--- EXTRAIT DU TEXTE ---

Adresse: 11 rue de la Huchette à Paris (Vème arrondissement)
Nombre de salles: 1

« Si vous n’avez pas peur de Dracula, ni des monstres de Frankenstein, si les châteaux hantés et les vampires ne vous impressionnent pas… Venez inaugurer la nouvelle salle spécialisée Henri Douvin (horreur et épouvante) le Styx ». C’est par ces mots qu’Henri Douvin ouvre, juste avant les événements de mai 68, sa nouvelle salle de cinéma parisienne dans le bouillonnant quartier estudiantin de la place Saint-Michel.

L’exploitant à la tête des cinémas le Brady, le Mexico, le Colorado, le Studio Alpha, le Boulmich’ ou le Studio de la Harpe, lance le Styx – qui renvoie au fleuve des Enfers de la mythologie grecque – dans la rue de la Huchette. C’est lui qui fait des « salles spécialisées » une marque de fabrique de ses cinémas afin de fidéliser un public adepte de films de genre.

La revue Le Film français évoque ainsi l’ouverture du cinéma dans son numéro 1243 : « C’est le 30 avril 1968 qu’a eu lieu l’inauguration (macabre à souhait-dans le style croque-mort à gogo) d’une salle dont les meilleures places sont au creux de cercueils luxueusement capitonnés, les murs étant décorés de cadavres sanguinolents et squelettes dansant la gigue et les fauteuils violets de l’entreprise Quinette ajoutant à l’ambiance. Des ouvreuses accortes, vêtues de coquines robes décorées de tibias (mais cependant bien en chair) guidaient vers les fauteuils améthystes (choisis par l’Architecte Bernard Ceyssac) les nobles invités de cette piquante cérémonie, priorité étant bien entendu réservée aux membres de la famille qui, une assiette de délectables cochonnailles d’une main et un godet de Beaujolais de l’autre, recevaient avec componction les condoléances émues de l’assistance joyeusement impressionnée par l’humour macabre de cette réception. Le maître de céans, M. Henri Douvin accueillait cordialement dans la pénombre ses nombreux invités, ravis de cette mise en bière cinématographique sous le signe de La Chute de la maison Usher, programme inaugural.»

Cinéma le Styx à Paris

Ci-dessus: la salle du Styx en 1968 avec son décor de films d’horreur (chaîne, chauves-souris, cercueils).

---

Pouvez-vous transcrire fidèlement le passage du texte sur le cinéma le Styx situé entre « Adresse: 11 rue » et « la place Saint-Michel. », bornes comprises ?

--- DONNÉES ---

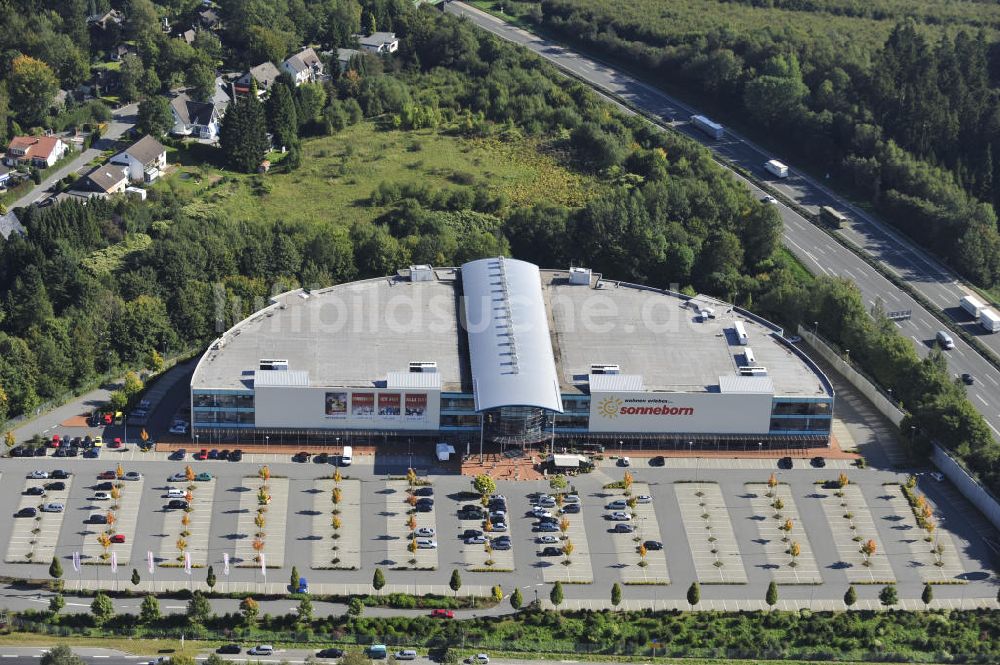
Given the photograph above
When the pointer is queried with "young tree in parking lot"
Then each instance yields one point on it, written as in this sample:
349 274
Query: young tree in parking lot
888 595
102 608
484 484
56 603
55 568
771 597
198 609
250 610
556 595
149 609
694 594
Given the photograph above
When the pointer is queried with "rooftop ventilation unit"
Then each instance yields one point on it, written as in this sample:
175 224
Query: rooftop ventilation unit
281 365
579 276
421 273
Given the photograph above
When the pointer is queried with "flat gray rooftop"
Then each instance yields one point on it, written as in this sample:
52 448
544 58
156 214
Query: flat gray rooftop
655 335
348 335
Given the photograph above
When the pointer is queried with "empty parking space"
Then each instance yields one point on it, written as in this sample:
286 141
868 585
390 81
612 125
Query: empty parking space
195 534
782 531
271 541
407 549
125 510
852 526
710 534
336 525
932 553
33 539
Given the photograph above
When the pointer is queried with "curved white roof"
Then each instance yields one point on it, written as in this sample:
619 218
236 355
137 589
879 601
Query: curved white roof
509 345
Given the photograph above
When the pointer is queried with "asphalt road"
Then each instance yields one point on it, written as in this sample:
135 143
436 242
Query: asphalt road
813 246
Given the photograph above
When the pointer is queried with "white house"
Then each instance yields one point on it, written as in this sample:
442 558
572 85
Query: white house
38 151
145 159
191 118
304 66
379 42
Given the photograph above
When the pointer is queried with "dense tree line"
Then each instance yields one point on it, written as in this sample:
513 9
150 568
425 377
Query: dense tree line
912 123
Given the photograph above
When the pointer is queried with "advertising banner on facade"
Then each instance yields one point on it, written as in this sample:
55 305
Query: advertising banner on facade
336 405
388 406
416 406
681 413
362 405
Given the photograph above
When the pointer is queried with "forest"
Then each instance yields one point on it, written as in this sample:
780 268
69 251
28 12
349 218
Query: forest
897 101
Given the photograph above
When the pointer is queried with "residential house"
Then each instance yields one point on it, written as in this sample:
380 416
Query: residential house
304 66
210 19
344 57
38 151
145 159
101 182
192 118
379 42
264 74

---

## RÉPONSE ATTENDUE
Adresse: 11 rue de la Huchette à Paris (Vème arrondissement)
Nombre de salles: 1

« Si vous n’avez pas peur de Dracula, ni des monstres de Frankenstein, si les châteaux hantés et les vampires ne vous impressionnent pas… Venez inaugurer la nouvelle salle spécialisée Henri Douvin (horreur et épouvante) le Styx ». C’est par ces mots qu’Henri Douvin ouvre, juste avant les événements de mai 68, sa nouvelle salle de cinéma parisienne dans le bouillonnant quartier estudiantin de la place Saint-Michel.